- TASK PROMPT -
Go through the entries and copy every line that has the string "wheel" in it.
==============================
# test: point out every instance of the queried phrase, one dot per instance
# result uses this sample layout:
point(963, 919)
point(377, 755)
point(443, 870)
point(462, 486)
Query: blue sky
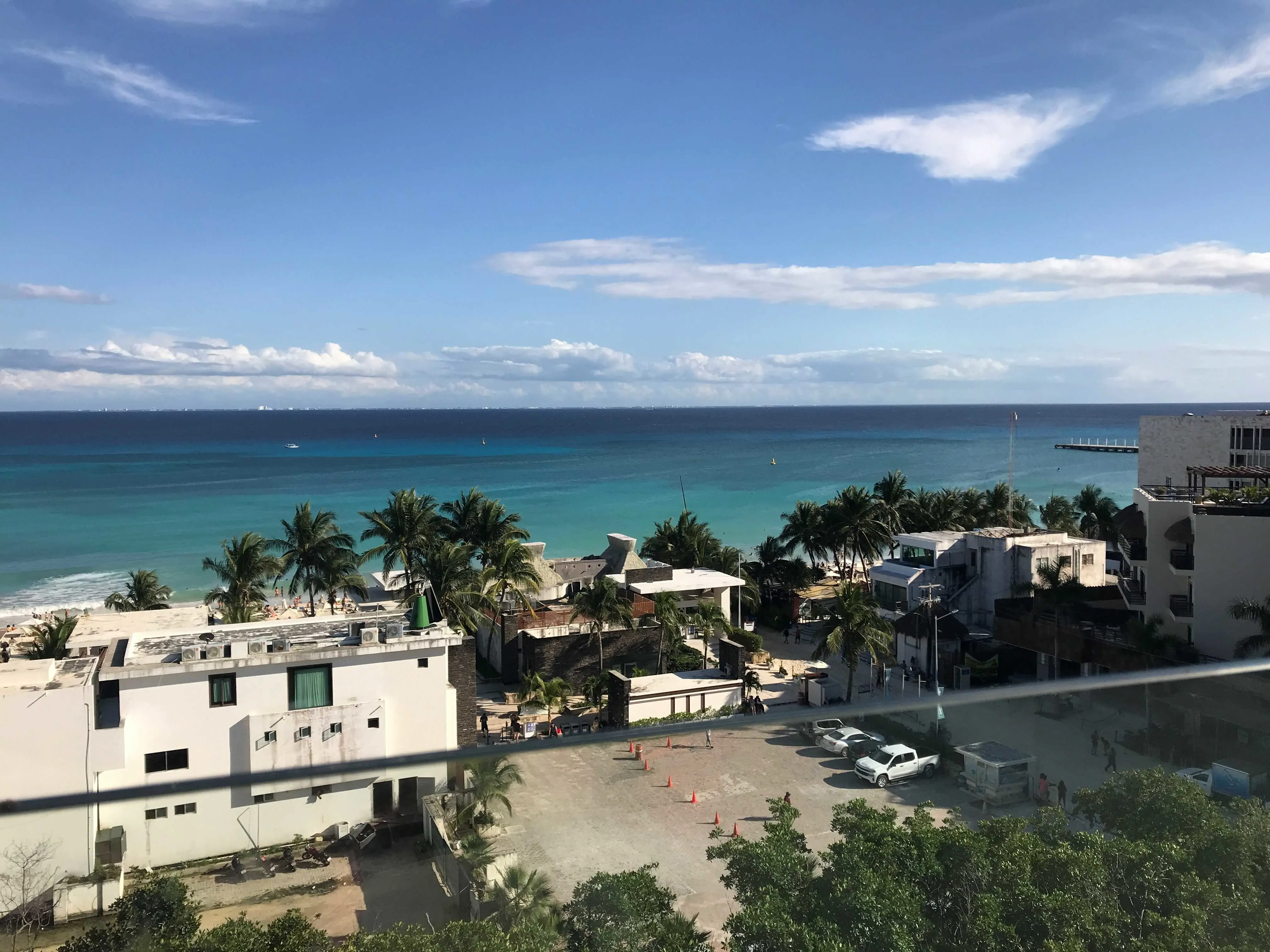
point(554, 202)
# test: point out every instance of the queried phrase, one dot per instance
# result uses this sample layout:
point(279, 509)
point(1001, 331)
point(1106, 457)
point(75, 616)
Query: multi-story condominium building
point(975, 569)
point(1191, 551)
point(241, 700)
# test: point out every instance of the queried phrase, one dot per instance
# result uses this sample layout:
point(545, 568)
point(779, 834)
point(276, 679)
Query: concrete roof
point(684, 581)
point(680, 681)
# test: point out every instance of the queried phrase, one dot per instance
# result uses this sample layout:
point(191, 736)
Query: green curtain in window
point(223, 691)
point(310, 687)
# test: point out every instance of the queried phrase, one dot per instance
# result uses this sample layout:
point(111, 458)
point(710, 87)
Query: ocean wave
point(79, 591)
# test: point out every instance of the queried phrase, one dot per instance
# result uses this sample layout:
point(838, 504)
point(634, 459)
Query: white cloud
point(1226, 75)
point(51, 292)
point(634, 267)
point(139, 87)
point(557, 361)
point(993, 139)
point(219, 11)
point(211, 364)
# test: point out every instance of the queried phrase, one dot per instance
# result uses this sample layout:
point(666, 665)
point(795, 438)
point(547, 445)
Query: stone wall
point(576, 658)
point(463, 678)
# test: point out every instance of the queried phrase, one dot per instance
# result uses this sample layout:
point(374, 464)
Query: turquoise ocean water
point(86, 497)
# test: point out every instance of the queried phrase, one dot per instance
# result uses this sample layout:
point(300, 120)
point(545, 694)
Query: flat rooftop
point(683, 581)
point(46, 675)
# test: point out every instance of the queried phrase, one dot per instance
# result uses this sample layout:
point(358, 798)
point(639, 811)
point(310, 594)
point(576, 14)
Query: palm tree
point(1060, 516)
point(478, 852)
point(243, 573)
point(521, 898)
point(860, 527)
point(552, 694)
point(854, 626)
point(670, 617)
point(895, 502)
point(341, 575)
point(709, 619)
point(595, 690)
point(492, 780)
point(143, 593)
point(482, 522)
point(309, 542)
point(49, 639)
point(1246, 610)
point(603, 605)
point(804, 527)
point(680, 933)
point(1147, 637)
point(1098, 513)
point(406, 527)
point(684, 544)
point(459, 588)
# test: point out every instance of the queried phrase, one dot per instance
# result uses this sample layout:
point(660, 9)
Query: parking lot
point(592, 809)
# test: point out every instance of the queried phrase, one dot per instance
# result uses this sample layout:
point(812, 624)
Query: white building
point(230, 700)
point(1188, 555)
point(975, 569)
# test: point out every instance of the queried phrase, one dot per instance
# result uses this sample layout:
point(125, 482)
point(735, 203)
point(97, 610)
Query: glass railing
point(1122, 810)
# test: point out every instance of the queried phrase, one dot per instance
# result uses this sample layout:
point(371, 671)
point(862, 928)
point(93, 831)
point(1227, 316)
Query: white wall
point(1233, 554)
point(172, 710)
point(44, 749)
point(1169, 445)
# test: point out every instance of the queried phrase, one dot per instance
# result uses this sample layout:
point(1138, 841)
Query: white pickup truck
point(897, 762)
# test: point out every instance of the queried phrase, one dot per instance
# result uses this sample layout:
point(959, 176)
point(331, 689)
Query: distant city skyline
point(232, 204)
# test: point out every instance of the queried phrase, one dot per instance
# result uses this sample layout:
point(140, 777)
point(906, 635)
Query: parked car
point(816, 729)
point(836, 742)
point(897, 762)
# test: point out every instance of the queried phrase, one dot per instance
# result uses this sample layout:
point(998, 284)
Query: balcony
point(1132, 592)
point(1181, 560)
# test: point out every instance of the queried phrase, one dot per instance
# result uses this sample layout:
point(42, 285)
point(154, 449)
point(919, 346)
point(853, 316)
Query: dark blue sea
point(86, 497)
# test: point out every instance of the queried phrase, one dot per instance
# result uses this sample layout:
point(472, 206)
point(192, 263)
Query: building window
point(309, 687)
point(168, 761)
point(223, 690)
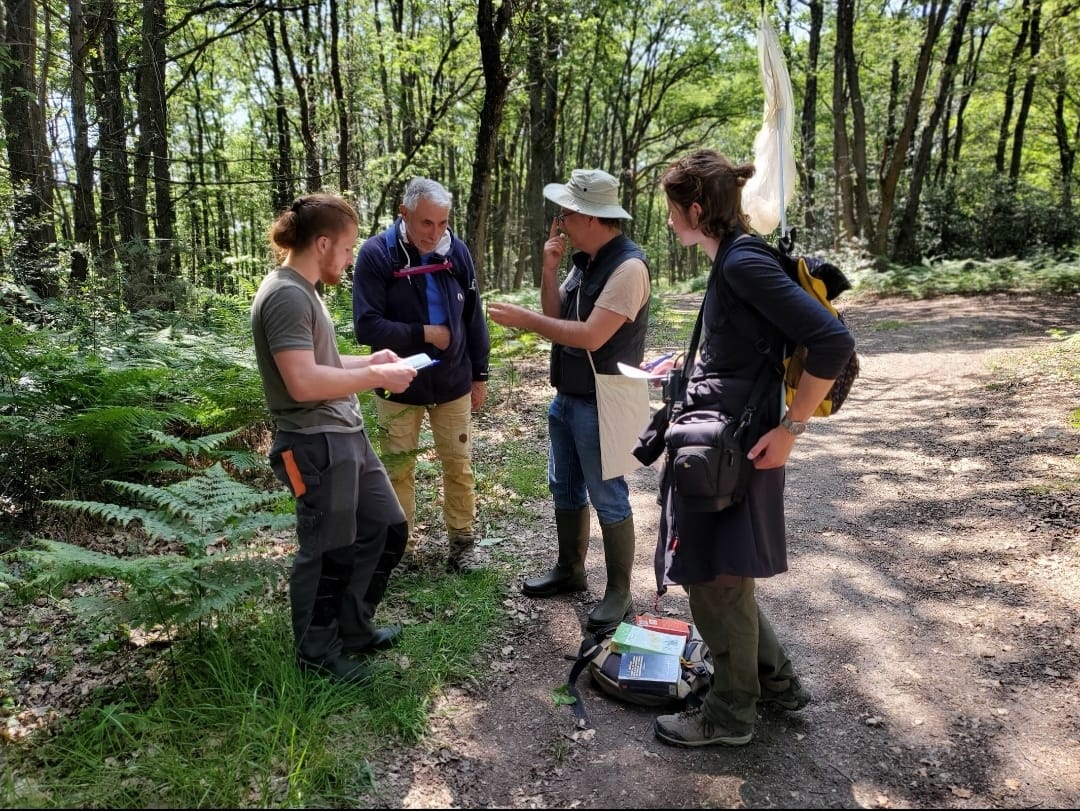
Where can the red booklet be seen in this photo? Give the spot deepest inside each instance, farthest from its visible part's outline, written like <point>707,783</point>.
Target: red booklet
<point>663,624</point>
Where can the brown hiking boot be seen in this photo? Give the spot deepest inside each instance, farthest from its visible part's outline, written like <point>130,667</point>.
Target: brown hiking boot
<point>691,728</point>
<point>463,557</point>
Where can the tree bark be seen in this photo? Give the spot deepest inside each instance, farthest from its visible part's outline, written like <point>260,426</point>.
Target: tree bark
<point>860,188</point>
<point>281,160</point>
<point>907,246</point>
<point>85,221</point>
<point>491,27</point>
<point>895,162</point>
<point>32,260</point>
<point>841,152</point>
<point>808,122</point>
<point>153,138</point>
<point>999,156</point>
<point>312,180</point>
<point>339,100</point>
<point>1025,103</point>
<point>542,66</point>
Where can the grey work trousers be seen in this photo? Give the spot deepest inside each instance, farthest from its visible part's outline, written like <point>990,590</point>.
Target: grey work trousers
<point>351,532</point>
<point>744,648</point>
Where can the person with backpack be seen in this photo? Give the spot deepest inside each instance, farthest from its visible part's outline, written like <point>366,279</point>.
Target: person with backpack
<point>595,319</point>
<point>350,528</point>
<point>717,556</point>
<point>415,291</point>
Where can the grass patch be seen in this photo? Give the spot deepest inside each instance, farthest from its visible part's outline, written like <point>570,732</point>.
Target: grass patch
<point>670,326</point>
<point>233,724</point>
<point>1044,274</point>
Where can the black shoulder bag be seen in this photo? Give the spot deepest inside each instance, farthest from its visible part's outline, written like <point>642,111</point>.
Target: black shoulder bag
<point>706,448</point>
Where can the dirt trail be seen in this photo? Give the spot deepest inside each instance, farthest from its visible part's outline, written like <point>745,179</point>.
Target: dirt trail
<point>932,605</point>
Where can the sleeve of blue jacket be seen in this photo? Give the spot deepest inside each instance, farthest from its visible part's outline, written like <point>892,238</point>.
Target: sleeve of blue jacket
<point>475,322</point>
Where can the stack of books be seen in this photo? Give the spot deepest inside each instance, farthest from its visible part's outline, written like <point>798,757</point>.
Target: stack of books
<point>650,654</point>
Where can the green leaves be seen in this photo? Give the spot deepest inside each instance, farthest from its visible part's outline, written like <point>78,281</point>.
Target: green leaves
<point>210,514</point>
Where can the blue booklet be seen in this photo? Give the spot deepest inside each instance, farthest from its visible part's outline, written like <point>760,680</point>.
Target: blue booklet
<point>655,673</point>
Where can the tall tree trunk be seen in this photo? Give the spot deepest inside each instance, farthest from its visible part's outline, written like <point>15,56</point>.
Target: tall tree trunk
<point>1025,102</point>
<point>934,21</point>
<point>281,161</point>
<point>841,152</point>
<point>541,69</point>
<point>153,131</point>
<point>339,102</point>
<point>999,156</point>
<point>312,180</point>
<point>118,208</point>
<point>32,260</point>
<point>858,154</point>
<point>907,247</point>
<point>1066,145</point>
<point>491,27</point>
<point>808,123</point>
<point>85,221</point>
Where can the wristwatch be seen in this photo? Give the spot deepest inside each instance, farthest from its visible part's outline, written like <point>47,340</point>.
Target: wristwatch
<point>793,427</point>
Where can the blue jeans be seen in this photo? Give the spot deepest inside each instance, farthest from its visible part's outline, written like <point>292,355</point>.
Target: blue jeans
<point>574,461</point>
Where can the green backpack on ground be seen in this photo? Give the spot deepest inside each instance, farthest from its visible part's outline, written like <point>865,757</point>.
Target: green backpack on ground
<point>596,657</point>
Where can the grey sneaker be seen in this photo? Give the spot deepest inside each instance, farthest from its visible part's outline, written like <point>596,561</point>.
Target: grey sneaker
<point>794,697</point>
<point>463,557</point>
<point>691,728</point>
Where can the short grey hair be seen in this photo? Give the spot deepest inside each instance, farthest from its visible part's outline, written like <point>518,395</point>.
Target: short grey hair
<point>423,188</point>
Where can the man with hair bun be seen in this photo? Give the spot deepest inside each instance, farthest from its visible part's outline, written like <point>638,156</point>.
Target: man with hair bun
<point>350,528</point>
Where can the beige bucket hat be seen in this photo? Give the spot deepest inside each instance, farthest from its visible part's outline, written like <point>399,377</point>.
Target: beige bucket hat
<point>590,191</point>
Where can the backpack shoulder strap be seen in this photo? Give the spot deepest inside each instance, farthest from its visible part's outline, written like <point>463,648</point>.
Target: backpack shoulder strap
<point>591,647</point>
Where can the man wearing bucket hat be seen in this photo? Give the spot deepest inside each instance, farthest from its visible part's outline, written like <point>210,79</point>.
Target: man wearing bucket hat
<point>599,310</point>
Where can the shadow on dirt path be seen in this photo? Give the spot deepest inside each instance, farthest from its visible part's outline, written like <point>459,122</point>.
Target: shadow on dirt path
<point>932,605</point>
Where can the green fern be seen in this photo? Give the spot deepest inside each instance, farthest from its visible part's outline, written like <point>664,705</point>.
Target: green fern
<point>169,591</point>
<point>189,455</point>
<point>204,513</point>
<point>196,512</point>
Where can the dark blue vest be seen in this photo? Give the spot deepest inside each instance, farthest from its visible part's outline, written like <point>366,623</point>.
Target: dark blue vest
<point>570,373</point>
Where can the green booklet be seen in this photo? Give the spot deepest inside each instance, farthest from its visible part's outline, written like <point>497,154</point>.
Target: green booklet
<point>652,673</point>
<point>635,639</point>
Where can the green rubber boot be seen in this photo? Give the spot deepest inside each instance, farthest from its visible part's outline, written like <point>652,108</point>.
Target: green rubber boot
<point>619,557</point>
<point>569,571</point>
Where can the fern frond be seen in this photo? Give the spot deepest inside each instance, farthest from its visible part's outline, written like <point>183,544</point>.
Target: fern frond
<point>164,499</point>
<point>198,447</point>
<point>243,460</point>
<point>55,563</point>
<point>154,524</point>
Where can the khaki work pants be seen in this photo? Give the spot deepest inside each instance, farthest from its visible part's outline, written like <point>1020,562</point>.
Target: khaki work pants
<point>451,430</point>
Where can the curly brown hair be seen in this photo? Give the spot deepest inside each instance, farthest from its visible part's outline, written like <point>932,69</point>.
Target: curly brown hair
<point>714,183</point>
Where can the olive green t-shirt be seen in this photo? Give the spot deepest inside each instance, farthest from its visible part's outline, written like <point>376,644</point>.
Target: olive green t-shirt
<point>287,313</point>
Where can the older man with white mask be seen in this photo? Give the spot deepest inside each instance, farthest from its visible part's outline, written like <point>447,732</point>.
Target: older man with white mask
<point>415,292</point>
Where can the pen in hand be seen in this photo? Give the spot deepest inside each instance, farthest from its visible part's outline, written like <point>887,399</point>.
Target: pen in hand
<point>652,364</point>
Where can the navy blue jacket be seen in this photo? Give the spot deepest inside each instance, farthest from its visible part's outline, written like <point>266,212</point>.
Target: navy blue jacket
<point>390,312</point>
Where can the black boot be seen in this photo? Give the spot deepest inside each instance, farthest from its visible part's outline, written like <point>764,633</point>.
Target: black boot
<point>619,557</point>
<point>569,571</point>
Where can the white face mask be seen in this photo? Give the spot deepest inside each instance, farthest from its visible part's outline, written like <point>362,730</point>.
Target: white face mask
<point>443,247</point>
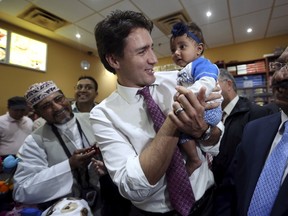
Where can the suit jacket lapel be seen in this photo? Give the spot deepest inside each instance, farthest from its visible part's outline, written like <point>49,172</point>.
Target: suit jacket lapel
<point>263,145</point>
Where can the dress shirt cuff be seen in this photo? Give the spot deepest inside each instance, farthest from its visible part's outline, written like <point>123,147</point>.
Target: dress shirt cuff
<point>137,186</point>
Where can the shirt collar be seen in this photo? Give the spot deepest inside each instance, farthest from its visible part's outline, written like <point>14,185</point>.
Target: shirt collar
<point>68,125</point>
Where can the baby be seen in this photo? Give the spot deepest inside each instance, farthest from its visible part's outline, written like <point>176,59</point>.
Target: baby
<point>187,46</point>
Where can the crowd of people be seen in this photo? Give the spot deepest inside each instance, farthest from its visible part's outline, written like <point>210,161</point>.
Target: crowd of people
<point>170,143</point>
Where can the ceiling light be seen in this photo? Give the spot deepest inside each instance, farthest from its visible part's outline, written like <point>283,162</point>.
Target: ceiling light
<point>249,30</point>
<point>208,14</point>
<point>85,65</point>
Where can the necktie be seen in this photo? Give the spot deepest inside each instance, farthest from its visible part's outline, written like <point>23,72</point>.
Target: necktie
<point>270,179</point>
<point>224,115</point>
<point>178,184</point>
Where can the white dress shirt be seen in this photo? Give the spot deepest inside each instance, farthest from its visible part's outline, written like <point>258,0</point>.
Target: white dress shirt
<point>123,128</point>
<point>13,133</point>
<point>47,182</point>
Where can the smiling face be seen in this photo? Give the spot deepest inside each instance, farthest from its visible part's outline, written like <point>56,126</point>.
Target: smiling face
<point>135,67</point>
<point>184,50</point>
<point>55,108</point>
<point>85,91</point>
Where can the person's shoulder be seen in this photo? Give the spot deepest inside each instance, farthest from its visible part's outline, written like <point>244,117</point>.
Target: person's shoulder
<point>82,115</point>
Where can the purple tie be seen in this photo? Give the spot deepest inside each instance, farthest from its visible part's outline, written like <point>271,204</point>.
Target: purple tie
<point>178,184</point>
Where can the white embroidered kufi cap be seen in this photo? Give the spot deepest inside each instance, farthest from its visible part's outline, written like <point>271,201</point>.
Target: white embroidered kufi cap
<point>38,91</point>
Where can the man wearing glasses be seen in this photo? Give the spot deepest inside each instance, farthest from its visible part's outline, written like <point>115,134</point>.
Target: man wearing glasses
<point>86,91</point>
<point>54,159</point>
<point>257,182</point>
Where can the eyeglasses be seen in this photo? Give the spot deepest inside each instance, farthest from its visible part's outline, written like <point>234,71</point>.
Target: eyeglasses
<point>48,105</point>
<point>85,87</point>
<point>276,66</point>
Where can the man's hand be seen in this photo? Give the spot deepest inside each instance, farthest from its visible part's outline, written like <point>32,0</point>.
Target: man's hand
<point>99,167</point>
<point>190,120</point>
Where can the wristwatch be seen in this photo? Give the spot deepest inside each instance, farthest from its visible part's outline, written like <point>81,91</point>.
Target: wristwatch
<point>207,134</point>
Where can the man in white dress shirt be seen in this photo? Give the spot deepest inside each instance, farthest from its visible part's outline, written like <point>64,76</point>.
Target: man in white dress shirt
<point>135,155</point>
<point>14,126</point>
<point>53,157</point>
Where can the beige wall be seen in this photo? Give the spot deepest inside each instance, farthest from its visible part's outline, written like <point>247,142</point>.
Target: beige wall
<point>63,66</point>
<point>241,52</point>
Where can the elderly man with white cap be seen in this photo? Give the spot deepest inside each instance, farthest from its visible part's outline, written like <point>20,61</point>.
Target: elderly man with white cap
<point>54,159</point>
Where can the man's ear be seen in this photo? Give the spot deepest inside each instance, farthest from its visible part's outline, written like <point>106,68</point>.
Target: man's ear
<point>112,60</point>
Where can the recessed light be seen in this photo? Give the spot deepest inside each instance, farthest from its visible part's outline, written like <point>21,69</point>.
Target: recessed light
<point>249,30</point>
<point>208,14</point>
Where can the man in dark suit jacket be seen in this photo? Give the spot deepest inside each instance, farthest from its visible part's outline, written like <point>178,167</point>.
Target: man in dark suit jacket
<point>257,142</point>
<point>239,112</point>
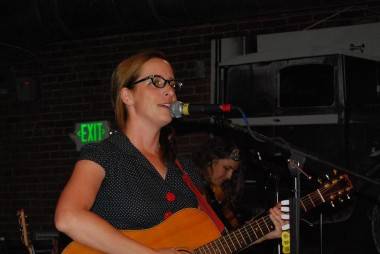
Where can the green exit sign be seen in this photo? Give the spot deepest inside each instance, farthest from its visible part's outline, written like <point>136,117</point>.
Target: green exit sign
<point>90,132</point>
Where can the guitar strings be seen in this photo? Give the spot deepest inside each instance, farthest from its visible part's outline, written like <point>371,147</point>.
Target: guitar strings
<point>260,223</point>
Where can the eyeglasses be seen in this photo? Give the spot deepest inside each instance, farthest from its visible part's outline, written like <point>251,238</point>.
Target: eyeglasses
<point>159,82</point>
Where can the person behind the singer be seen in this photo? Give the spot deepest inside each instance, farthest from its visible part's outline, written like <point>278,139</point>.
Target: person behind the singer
<point>130,180</point>
<point>218,160</point>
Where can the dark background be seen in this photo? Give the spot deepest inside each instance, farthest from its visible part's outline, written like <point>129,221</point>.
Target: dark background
<point>55,66</point>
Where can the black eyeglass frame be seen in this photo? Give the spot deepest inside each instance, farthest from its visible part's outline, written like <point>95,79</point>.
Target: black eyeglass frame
<point>176,85</point>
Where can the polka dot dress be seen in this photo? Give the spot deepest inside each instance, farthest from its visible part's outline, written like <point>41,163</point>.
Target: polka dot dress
<point>133,194</point>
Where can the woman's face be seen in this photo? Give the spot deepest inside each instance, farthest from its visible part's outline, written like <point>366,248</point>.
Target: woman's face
<point>221,170</point>
<point>151,104</point>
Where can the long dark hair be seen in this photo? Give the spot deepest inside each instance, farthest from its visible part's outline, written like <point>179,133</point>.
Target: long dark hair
<point>220,147</point>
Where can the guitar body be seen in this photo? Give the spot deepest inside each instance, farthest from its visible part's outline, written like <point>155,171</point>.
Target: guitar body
<point>189,228</point>
<point>192,229</point>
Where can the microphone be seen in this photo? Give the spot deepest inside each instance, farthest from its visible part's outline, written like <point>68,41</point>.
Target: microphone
<point>179,109</point>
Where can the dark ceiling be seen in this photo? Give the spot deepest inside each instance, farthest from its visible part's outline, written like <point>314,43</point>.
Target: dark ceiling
<point>27,25</point>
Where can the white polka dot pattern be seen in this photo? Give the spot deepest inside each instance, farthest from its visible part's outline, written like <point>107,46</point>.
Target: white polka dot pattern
<point>133,195</point>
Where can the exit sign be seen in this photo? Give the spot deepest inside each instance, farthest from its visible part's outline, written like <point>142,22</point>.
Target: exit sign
<point>90,132</point>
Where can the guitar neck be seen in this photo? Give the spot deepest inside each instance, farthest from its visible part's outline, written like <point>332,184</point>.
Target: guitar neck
<point>254,230</point>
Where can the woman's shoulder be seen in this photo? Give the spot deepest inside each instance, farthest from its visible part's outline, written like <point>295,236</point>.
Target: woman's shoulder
<point>100,149</point>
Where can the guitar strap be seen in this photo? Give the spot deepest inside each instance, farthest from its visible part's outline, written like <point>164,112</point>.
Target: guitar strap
<point>203,204</point>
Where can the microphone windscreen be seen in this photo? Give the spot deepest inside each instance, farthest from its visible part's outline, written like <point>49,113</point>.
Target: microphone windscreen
<point>176,109</point>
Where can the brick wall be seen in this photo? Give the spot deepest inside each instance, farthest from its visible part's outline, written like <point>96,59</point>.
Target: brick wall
<point>36,152</point>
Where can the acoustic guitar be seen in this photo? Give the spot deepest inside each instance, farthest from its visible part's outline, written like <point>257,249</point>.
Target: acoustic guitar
<point>192,229</point>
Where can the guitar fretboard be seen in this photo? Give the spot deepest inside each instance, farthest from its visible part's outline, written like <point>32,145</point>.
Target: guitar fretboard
<point>255,229</point>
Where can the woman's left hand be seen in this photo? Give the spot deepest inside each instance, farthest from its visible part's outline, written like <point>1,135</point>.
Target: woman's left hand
<point>275,216</point>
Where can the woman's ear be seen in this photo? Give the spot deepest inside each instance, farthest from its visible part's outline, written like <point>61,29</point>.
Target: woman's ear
<point>126,96</point>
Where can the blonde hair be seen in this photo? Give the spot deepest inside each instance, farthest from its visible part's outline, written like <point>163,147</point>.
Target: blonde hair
<point>125,73</point>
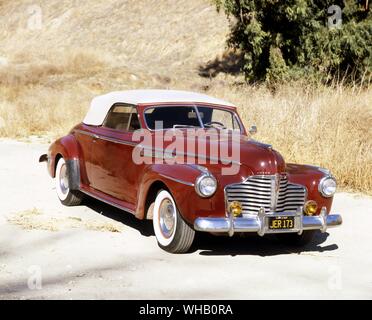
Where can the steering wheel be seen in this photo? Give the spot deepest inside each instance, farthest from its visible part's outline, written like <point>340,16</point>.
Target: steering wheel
==============================
- EXERCISE SOLUTION -
Where can the steering wheel be seen in this photo? Give the spot deepest inside each instance, farthest from its visible part's outline, written like <point>340,16</point>.
Target: steering wheel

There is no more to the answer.